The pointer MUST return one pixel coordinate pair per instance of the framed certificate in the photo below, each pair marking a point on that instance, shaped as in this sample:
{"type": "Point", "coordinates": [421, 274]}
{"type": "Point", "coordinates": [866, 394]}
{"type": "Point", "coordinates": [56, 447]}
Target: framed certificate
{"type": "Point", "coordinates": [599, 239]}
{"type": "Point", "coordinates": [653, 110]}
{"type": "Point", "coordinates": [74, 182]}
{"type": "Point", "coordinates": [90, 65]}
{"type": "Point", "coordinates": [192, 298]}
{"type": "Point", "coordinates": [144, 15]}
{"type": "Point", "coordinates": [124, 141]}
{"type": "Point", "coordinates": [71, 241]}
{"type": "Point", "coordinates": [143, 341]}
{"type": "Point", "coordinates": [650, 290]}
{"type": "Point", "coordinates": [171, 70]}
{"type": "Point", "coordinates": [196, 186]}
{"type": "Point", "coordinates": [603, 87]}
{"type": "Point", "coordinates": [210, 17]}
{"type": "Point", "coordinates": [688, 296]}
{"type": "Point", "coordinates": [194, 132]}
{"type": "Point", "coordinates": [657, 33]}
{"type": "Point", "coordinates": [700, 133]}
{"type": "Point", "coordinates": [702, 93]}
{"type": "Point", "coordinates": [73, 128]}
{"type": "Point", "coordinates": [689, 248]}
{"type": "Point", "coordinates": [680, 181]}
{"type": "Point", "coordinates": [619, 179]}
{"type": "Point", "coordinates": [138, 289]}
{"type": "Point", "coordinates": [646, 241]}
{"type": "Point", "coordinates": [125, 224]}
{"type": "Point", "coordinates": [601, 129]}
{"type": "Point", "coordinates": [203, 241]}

==============================

- Task requirements: Copy every entry above word for word.

- Exercise solution:
The pointer MUST return one pixel coordinate pair per instance of the framed certificate in the photo below, each pair marking a point on that instance, shaped as in this sample:
{"type": "Point", "coordinates": [421, 274]}
{"type": "Point", "coordinates": [866, 394]}
{"type": "Point", "coordinates": [56, 447]}
Target: framed certificate
{"type": "Point", "coordinates": [599, 239]}
{"type": "Point", "coordinates": [653, 110]}
{"type": "Point", "coordinates": [74, 182]}
{"type": "Point", "coordinates": [90, 65]}
{"type": "Point", "coordinates": [192, 298]}
{"type": "Point", "coordinates": [144, 15]}
{"type": "Point", "coordinates": [124, 141]}
{"type": "Point", "coordinates": [71, 241]}
{"type": "Point", "coordinates": [143, 341]}
{"type": "Point", "coordinates": [650, 290]}
{"type": "Point", "coordinates": [171, 70]}
{"type": "Point", "coordinates": [196, 186]}
{"type": "Point", "coordinates": [603, 87]}
{"type": "Point", "coordinates": [210, 17]}
{"type": "Point", "coordinates": [688, 296]}
{"type": "Point", "coordinates": [194, 132]}
{"type": "Point", "coordinates": [657, 33]}
{"type": "Point", "coordinates": [700, 133]}
{"type": "Point", "coordinates": [702, 93]}
{"type": "Point", "coordinates": [73, 128]}
{"type": "Point", "coordinates": [689, 248]}
{"type": "Point", "coordinates": [680, 181]}
{"type": "Point", "coordinates": [619, 179]}
{"type": "Point", "coordinates": [138, 289]}
{"type": "Point", "coordinates": [646, 241]}
{"type": "Point", "coordinates": [125, 224]}
{"type": "Point", "coordinates": [601, 129]}
{"type": "Point", "coordinates": [203, 241]}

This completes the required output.